• Work required
Could you retype each of the lines below without changing a single character?

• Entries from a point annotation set
* Start *
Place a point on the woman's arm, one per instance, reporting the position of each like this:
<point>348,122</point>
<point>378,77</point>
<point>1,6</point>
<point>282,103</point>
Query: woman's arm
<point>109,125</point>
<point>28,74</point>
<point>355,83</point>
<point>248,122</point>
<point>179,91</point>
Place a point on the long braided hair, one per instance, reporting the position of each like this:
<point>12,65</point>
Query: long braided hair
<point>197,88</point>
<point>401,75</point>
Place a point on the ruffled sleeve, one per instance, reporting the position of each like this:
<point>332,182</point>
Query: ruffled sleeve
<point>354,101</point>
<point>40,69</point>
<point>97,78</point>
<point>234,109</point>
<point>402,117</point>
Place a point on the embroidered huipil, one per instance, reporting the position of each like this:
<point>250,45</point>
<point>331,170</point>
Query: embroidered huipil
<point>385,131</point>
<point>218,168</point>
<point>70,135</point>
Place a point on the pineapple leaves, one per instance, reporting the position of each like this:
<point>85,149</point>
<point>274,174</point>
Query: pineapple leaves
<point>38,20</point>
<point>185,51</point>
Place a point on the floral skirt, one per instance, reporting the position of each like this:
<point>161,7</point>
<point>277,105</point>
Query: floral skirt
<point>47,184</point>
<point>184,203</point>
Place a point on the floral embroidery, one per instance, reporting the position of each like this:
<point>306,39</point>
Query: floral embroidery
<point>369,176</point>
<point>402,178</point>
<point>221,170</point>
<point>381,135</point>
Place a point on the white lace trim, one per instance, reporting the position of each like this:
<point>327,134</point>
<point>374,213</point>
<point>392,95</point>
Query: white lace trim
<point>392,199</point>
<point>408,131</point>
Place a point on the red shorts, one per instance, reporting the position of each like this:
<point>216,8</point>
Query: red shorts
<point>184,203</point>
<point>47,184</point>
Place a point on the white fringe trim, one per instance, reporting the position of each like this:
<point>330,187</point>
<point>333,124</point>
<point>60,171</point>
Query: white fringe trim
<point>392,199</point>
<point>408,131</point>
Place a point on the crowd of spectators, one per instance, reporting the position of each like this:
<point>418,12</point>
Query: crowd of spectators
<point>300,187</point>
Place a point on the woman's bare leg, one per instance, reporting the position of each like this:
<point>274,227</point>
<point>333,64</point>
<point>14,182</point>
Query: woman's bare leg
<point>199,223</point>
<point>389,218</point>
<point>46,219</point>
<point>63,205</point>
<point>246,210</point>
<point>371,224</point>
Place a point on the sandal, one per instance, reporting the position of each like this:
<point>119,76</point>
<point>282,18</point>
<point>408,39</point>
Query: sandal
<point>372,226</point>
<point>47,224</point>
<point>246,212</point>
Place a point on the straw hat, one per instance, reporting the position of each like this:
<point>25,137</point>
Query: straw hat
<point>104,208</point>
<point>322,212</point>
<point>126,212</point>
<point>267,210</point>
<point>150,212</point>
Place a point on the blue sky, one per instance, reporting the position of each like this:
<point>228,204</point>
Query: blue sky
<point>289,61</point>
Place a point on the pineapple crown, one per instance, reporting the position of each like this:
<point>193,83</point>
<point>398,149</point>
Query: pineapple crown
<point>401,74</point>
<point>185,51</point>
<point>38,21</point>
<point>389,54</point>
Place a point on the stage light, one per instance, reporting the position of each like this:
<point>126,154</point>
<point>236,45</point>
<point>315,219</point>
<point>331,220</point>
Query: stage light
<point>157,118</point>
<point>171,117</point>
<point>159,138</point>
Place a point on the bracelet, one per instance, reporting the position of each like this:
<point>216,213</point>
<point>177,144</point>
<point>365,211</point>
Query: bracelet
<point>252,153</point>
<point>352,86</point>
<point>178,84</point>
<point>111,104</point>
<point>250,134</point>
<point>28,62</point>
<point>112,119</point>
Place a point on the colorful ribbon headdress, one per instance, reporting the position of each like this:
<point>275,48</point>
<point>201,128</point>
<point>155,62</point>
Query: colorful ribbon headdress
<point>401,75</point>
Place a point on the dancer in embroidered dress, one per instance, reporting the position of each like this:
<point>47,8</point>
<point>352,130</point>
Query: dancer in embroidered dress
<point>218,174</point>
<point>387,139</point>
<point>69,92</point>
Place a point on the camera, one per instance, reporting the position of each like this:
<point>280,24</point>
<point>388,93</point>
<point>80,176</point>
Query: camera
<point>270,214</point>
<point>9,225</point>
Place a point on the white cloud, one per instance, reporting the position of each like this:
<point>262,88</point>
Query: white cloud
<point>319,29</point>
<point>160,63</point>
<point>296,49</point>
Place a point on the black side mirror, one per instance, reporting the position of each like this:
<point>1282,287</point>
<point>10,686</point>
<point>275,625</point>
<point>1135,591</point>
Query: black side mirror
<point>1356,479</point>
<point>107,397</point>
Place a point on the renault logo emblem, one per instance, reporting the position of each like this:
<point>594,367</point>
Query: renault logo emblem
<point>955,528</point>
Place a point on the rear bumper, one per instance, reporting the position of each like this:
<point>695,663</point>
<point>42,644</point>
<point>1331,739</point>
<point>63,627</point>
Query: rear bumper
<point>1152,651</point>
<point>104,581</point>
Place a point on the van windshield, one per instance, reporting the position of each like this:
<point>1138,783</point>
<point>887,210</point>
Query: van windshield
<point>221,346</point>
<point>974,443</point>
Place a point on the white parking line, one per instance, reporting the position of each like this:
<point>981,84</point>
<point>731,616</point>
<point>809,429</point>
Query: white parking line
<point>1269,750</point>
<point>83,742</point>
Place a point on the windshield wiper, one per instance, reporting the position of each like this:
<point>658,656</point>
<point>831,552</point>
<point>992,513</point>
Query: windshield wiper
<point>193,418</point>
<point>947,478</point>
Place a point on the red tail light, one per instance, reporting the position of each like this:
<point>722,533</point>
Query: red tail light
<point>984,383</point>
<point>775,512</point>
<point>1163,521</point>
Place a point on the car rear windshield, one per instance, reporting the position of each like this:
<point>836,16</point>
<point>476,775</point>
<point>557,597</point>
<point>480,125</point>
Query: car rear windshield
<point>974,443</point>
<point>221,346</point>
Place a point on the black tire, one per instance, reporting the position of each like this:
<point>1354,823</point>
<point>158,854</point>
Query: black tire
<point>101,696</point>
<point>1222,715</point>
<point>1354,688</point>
* End *
• Output for this task
Place a point on the woman's arm, one per instance, reporting the position of each like this:
<point>348,122</point>
<point>378,77</point>
<point>1,6</point>
<point>282,103</point>
Query: woman's arm
<point>109,125</point>
<point>28,74</point>
<point>355,83</point>
<point>248,122</point>
<point>179,91</point>
Place a point on the long braided hair, one per instance, reporting the position of each like this:
<point>12,65</point>
Query: long braided hair
<point>197,88</point>
<point>401,75</point>
Place a point on the ruffled sleeve, one per instance, reporting the position of each like this:
<point>332,182</point>
Query: ruffled sleeve
<point>354,101</point>
<point>40,69</point>
<point>97,78</point>
<point>234,109</point>
<point>402,117</point>
Place a point on the embroidered huipil, one per instance, reporting the position of each like this:
<point>250,45</point>
<point>331,170</point>
Query: embroidered huipil
<point>385,131</point>
<point>218,168</point>
<point>70,135</point>
Place a point on the pineapple leaves, one per instance, reporting the position of each like this:
<point>85,149</point>
<point>274,174</point>
Query: pineapple leaves
<point>38,20</point>
<point>185,51</point>
Place a point on the floral skirt, one per instance, reporting the position of each like this:
<point>161,7</point>
<point>277,105</point>
Query: floral skirt
<point>47,184</point>
<point>184,203</point>
Place a point on the floral embroidery, one per instance, reporting the position of each like this:
<point>306,39</point>
Query: floral embroidery
<point>369,176</point>
<point>402,178</point>
<point>221,170</point>
<point>381,135</point>
Place a point on the white lace trim, one per instance, reporting the position of each like this:
<point>327,134</point>
<point>374,213</point>
<point>392,95</point>
Query: white lace trim
<point>392,199</point>
<point>408,131</point>
Place a point on the red shorts, one per instance, reporting the position of each like this:
<point>216,8</point>
Query: red shorts
<point>184,203</point>
<point>47,184</point>
Place a point on the white fringe trim, one per instance, reporting the position of each like this:
<point>330,187</point>
<point>333,124</point>
<point>60,171</point>
Query: white fringe trim
<point>392,199</point>
<point>408,131</point>
Place a point on the crowd of spectators, one per instance, reporting the position of each like this:
<point>418,12</point>
Query: crowd of spectators
<point>300,187</point>
Place a point on the woman's bare leg, one per instance, reporting the position of each like this:
<point>274,227</point>
<point>333,64</point>
<point>14,182</point>
Query: woman's bare leg
<point>199,223</point>
<point>389,218</point>
<point>46,219</point>
<point>63,205</point>
<point>246,210</point>
<point>371,224</point>
Place a point on the sandal, one per instance, reporting the position of each like this:
<point>119,76</point>
<point>282,18</point>
<point>408,39</point>
Query: sandal
<point>372,226</point>
<point>47,224</point>
<point>246,212</point>
Place a point on the straw hat, one per instance, reporting the position of each like this:
<point>25,137</point>
Query: straw hat
<point>104,208</point>
<point>322,212</point>
<point>126,212</point>
<point>267,210</point>
<point>150,212</point>
Place a point on the blue sky, one per instance, reporting the position of each like this:
<point>228,204</point>
Query: blue sky
<point>289,61</point>
Place a point on the pineapple crown, one per instance, reporting the position of each like this:
<point>193,83</point>
<point>398,149</point>
Query: pineapple crown
<point>401,74</point>
<point>185,51</point>
<point>38,21</point>
<point>389,54</point>
Place a point on the stage light, one per instance, reporting the position of each like this:
<point>126,154</point>
<point>236,45</point>
<point>315,219</point>
<point>331,220</point>
Query: stage light
<point>157,118</point>
<point>171,117</point>
<point>159,138</point>
Place a point on the bracelet, one per instance, reporting the position of each like this:
<point>216,213</point>
<point>177,144</point>
<point>365,211</point>
Query: bracelet
<point>252,153</point>
<point>352,86</point>
<point>178,84</point>
<point>111,104</point>
<point>250,134</point>
<point>28,62</point>
<point>112,119</point>
Place a point on the colorful ribbon headdress, one per instance, reporting the position of each like this:
<point>275,48</point>
<point>201,128</point>
<point>155,62</point>
Query: colorful ribbon headdress
<point>401,75</point>
Place a point on the dancer in embroidered dress, one per instance, reporting the position of each like this:
<point>47,8</point>
<point>352,130</point>
Query: dancer in embroidered dress
<point>218,174</point>
<point>387,139</point>
<point>69,92</point>
Place a point on the camera, one per instance, reporting the position of each like this:
<point>280,24</point>
<point>388,93</point>
<point>80,176</point>
Query: camera
<point>270,214</point>
<point>9,225</point>
Place a point on the white cloud, one per instance, reporting the position of each like this:
<point>262,88</point>
Query: white cloud
<point>319,29</point>
<point>160,63</point>
<point>296,49</point>
Place a point on the black side mirror, one per instance, reporting the position of each like this:
<point>1282,287</point>
<point>10,686</point>
<point>275,625</point>
<point>1135,591</point>
Query: black side mirror
<point>1356,479</point>
<point>107,397</point>
Place a point on the renault logo emblem, one per instance, reporting the position of each like this:
<point>594,367</point>
Query: renault logo emblem
<point>955,528</point>
Place a point on the rear bumper, one per instance, reporting the position of each like this:
<point>695,663</point>
<point>42,644</point>
<point>1331,739</point>
<point>63,627</point>
Query: rear bumper
<point>1152,651</point>
<point>104,581</point>
Place a point on the van windshield, one per instance, reporting the position of each like this:
<point>1138,783</point>
<point>887,210</point>
Query: van windshield
<point>221,346</point>
<point>974,443</point>
Place a point on the white parking line, one per instance, reporting the position of each like this:
<point>981,84</point>
<point>731,616</point>
<point>809,429</point>
Query: white parking line
<point>1269,750</point>
<point>83,742</point>
Place a point on the windshield wiper, one per instance, reporting the position of each like this:
<point>658,656</point>
<point>831,552</point>
<point>992,513</point>
Query: windshield wiper
<point>193,418</point>
<point>947,478</point>
Place a point on the red tail light, one per instance, reporting the position of each like this:
<point>722,533</point>
Query: red tail light
<point>984,383</point>
<point>775,512</point>
<point>1163,521</point>
Place a point on the car rear windshield, one per instance, reporting the position of each like this:
<point>836,16</point>
<point>476,775</point>
<point>557,597</point>
<point>480,125</point>
Query: car rear windshield
<point>974,443</point>
<point>221,346</point>
Place a point on the black tire, one per instance, reporting the position of each like this:
<point>1354,823</point>
<point>158,854</point>
Query: black tire
<point>101,696</point>
<point>1222,715</point>
<point>1354,688</point>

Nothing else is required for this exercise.